▶ _Exercise prompt_
In the records below, locate the line containing "Target: blue jeans"; output that line and every following line through the last, exactly.

▶ _Records to use_
######
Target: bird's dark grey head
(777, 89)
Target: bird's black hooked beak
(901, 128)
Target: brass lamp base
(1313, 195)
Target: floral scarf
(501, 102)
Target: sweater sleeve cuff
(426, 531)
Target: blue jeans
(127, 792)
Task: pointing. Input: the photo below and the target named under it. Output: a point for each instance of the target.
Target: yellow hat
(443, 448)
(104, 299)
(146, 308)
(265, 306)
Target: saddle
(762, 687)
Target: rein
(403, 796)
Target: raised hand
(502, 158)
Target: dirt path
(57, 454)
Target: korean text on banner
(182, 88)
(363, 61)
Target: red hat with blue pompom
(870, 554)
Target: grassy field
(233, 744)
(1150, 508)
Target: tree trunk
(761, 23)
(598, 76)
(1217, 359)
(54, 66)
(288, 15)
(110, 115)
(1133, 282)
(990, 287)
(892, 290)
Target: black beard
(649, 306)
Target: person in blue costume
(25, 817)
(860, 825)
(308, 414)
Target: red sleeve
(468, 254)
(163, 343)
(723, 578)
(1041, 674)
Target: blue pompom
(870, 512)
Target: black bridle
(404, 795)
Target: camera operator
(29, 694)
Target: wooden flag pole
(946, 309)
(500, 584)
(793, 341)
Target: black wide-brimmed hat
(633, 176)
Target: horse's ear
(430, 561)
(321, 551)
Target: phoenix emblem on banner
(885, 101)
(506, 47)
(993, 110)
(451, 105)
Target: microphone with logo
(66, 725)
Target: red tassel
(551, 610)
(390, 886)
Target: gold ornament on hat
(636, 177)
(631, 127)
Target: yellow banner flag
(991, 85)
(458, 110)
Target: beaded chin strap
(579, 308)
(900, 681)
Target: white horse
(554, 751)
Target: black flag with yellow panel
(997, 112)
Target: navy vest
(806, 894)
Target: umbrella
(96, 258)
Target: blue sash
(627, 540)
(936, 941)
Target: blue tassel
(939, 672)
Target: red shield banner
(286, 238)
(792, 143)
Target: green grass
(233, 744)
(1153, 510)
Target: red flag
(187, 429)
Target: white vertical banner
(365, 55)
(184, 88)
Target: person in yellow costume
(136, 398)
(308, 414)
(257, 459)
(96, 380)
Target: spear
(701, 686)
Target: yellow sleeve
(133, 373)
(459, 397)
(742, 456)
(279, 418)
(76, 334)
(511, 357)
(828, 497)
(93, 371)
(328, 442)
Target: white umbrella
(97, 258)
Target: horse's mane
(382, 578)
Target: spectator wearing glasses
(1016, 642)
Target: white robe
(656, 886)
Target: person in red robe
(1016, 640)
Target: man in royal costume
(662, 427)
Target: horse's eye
######
▶ _Task result_
Target: blue jeans
(127, 792)
Task: pointing. Input: the photo below and the target named under it. Output: a point for each instance of the target.
Target: yellow hat
(443, 448)
(104, 299)
(146, 308)
(265, 306)
Target: saddle
(762, 687)
Target: rein
(403, 796)
Target: raised hand
(502, 158)
Target: dirt path
(57, 454)
Target: korean text on banner
(182, 88)
(363, 61)
Target: red hat with blue pompom
(870, 554)
Target: grassy field
(233, 744)
(1150, 508)
Target: tree trunk
(761, 23)
(598, 76)
(1217, 359)
(54, 66)
(288, 15)
(110, 115)
(1133, 282)
(990, 287)
(892, 290)
Target: black beard
(649, 306)
Target: person in blue costume
(25, 817)
(860, 825)
(308, 414)
Target: red sleeve
(468, 254)
(163, 343)
(723, 578)
(1041, 674)
Target: blue pompom
(870, 512)
Target: black bridle
(404, 795)
Target: camera operator
(29, 694)
Target: wooden flag pole
(946, 309)
(500, 584)
(793, 341)
Target: black wide-brimmed hat
(633, 176)
Target: horse's ear
(430, 561)
(321, 551)
Target: phoenix emblem on banner
(885, 101)
(506, 47)
(993, 110)
(451, 105)
Target: microphone with logo
(66, 725)
Target: red tassel
(551, 610)
(390, 886)
Target: gold ornament on hat
(636, 177)
(631, 127)
Target: yellow banner flag
(991, 85)
(458, 110)
Target: beaded chin strap
(579, 308)
(900, 681)
Target: white horse
(554, 751)
Target: black flag with yellow panel
(997, 112)
Target: navy vest
(806, 894)
Target: umbrella
(96, 258)
Target: blue sash
(627, 540)
(936, 941)
Target: blue tassel
(939, 672)
Target: red shield banner
(286, 238)
(792, 143)
Target: green grass
(233, 744)
(1153, 510)
Target: red flag
(187, 429)
Target: white vertical banner
(365, 55)
(184, 88)
Target: person in yellow costume
(136, 398)
(308, 414)
(257, 459)
(96, 380)
Target: spear
(701, 686)
Target: yellow sleeve
(133, 373)
(459, 397)
(742, 456)
(279, 418)
(76, 334)
(511, 357)
(828, 497)
(93, 371)
(328, 442)
Target: white umbrella
(97, 258)
Target: horse's mane
(382, 578)
Target: spectator wearing glasses
(1016, 642)
Target: white robe
(656, 886)
Target: person in red robe
(1016, 640)
Target: man in royal costume
(662, 427)
Target: horse's eye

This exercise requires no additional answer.